KING: Let's touch some bases in the world, Iraq, where is it going to go?

CRONKITE: I'll tell you what I think about Iraq right now. I think it is a great chance for us to get out of there right now. We've got the excuse to do so. We are so seriously in the hole monetarily, financially right now because of not -- not only that war, which has cost us so much in gold as well as in blood, of course, but we now have these terrible natural disasters that are way up in the millions of dollars and trying to take care of the damage and the damaged people and their homes.

We don't -- we can't afford both and, you know, the president said at one point about the war that we're not going to cut and run. That was a phony. We never -- nobody talked about cutting and running. He was building a defense against his having to go in there and stay in there. We -- nobody wanted to cut and run. We might have wanted to get out but not cut and run in a working system to get us out safely and not -- not run.

KING: But still involved in the country?

CRONKITE: But somewhat involved in the country and promising, as we still are promising, to help rebuild the country. However, we got -- we can now say we cannot afford to stay there with all the cost of the natural disasters we've got and the fact that our budget already was in serious trouble with too much relaxation of taxes for those who didn't need that help.

So, I think -- I think we could say -- say to the world and to Iraq we're desperately sorry but as you see Mother Nature somehow or other turned against us all and we simply cannot do both and pay for it. We can't put the generations into debt that we're going to have to do now if we continue to spend these billions of dollars in Iraq and lose more of our young people's lives.

KING: We have a new chief justice. What was your assessment of his appearances before the Senate? How do you think he'll do?

CRONKITE: I think he's going to do quite well. I believe that even the Democrats, who would like to have had perhaps a more liberal chief justice, agree pretty much. The vote in the committee indicated that. He sounds to me like, I don't know him, I haven't met him but he sounds to me like a moderate, not stringently on the right but taking the considerations of both liberals and conservatives.

KING: A lot of people forget but when this man came out against the Vietnam War that pretty much turned the tide. That's how powerful he was. Many thought he'd be president.

CRONKITE: Oh, oh, oh.

KING: We'll be right back with more of Walter Cronkite right after this.

(BEGIN VIDEO CLIP)

CRONKITE: Whatever price the communists paid for this offensive the price to the allied cause was high.

To say that we are closer to victory today is to believe in the face of the evidence the optimists who have been wrong in the past. To suggest we are on the edge of defeat is to yield to unreasonable pessimism. To say that we are mired in stalemate seems the only realistic, if unsatisfactory conclusion.

= = = = =

• **PROBLEM DETAILS**: In the interview transcript, what does Cronkite say the new chief justice sounds like to him?

= = = = =

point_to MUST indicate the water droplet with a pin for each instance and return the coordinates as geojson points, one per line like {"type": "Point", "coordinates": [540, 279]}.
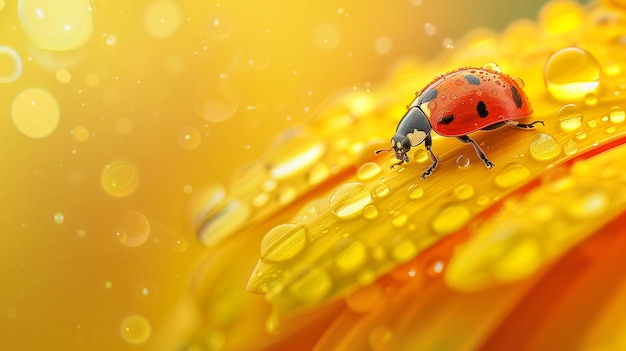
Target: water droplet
{"type": "Point", "coordinates": [415, 191]}
{"type": "Point", "coordinates": [222, 222]}
{"type": "Point", "coordinates": [59, 218]}
{"type": "Point", "coordinates": [463, 161]}
{"type": "Point", "coordinates": [119, 178]}
{"type": "Point", "coordinates": [571, 74]}
{"type": "Point", "coordinates": [348, 200]}
{"type": "Point", "coordinates": [570, 147]}
{"type": "Point", "coordinates": [544, 147]}
{"type": "Point", "coordinates": [399, 220]}
{"type": "Point", "coordinates": [450, 219]}
{"type": "Point", "coordinates": [404, 250]}
{"type": "Point", "coordinates": [312, 286]}
{"type": "Point", "coordinates": [60, 26]}
{"type": "Point", "coordinates": [35, 113]}
{"type": "Point", "coordinates": [368, 170]}
{"type": "Point", "coordinates": [570, 117]}
{"type": "Point", "coordinates": [588, 205]}
{"type": "Point", "coordinates": [189, 138]}
{"type": "Point", "coordinates": [617, 114]}
{"type": "Point", "coordinates": [135, 329]}
{"type": "Point", "coordinates": [352, 255]}
{"type": "Point", "coordinates": [370, 211]}
{"type": "Point", "coordinates": [381, 189]}
{"type": "Point", "coordinates": [511, 175]}
{"type": "Point", "coordinates": [135, 227]}
{"type": "Point", "coordinates": [297, 154]}
{"type": "Point", "coordinates": [463, 191]}
{"type": "Point", "coordinates": [380, 337]}
{"type": "Point", "coordinates": [283, 242]}
{"type": "Point", "coordinates": [492, 67]}
{"type": "Point", "coordinates": [10, 65]}
{"type": "Point", "coordinates": [162, 18]}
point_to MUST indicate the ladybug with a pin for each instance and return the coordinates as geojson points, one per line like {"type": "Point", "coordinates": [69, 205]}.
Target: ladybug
{"type": "Point", "coordinates": [456, 104]}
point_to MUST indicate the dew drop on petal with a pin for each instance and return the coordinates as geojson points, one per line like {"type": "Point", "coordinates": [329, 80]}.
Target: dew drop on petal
{"type": "Point", "coordinates": [348, 200]}
{"type": "Point", "coordinates": [571, 74]}
{"type": "Point", "coordinates": [544, 147]}
{"type": "Point", "coordinates": [283, 242]}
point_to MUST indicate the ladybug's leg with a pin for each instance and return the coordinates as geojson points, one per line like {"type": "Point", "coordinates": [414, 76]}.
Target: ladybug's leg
{"type": "Point", "coordinates": [519, 125]}
{"type": "Point", "coordinates": [467, 140]}
{"type": "Point", "coordinates": [428, 143]}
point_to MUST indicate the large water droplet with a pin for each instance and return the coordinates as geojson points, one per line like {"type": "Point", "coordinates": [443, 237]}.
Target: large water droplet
{"type": "Point", "coordinates": [283, 242]}
{"type": "Point", "coordinates": [571, 74]}
{"type": "Point", "coordinates": [348, 200]}
{"type": "Point", "coordinates": [35, 113]}
{"type": "Point", "coordinates": [570, 117]}
{"type": "Point", "coordinates": [544, 147]}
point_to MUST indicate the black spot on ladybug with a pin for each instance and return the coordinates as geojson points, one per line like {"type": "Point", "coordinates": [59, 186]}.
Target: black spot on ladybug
{"type": "Point", "coordinates": [516, 96]}
{"type": "Point", "coordinates": [472, 79]}
{"type": "Point", "coordinates": [428, 95]}
{"type": "Point", "coordinates": [481, 108]}
{"type": "Point", "coordinates": [447, 119]}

= = = = =

• **PROBLEM SOLUTION**: A moderate, not stringently on the right but taking the considerations of both liberals and conservatives.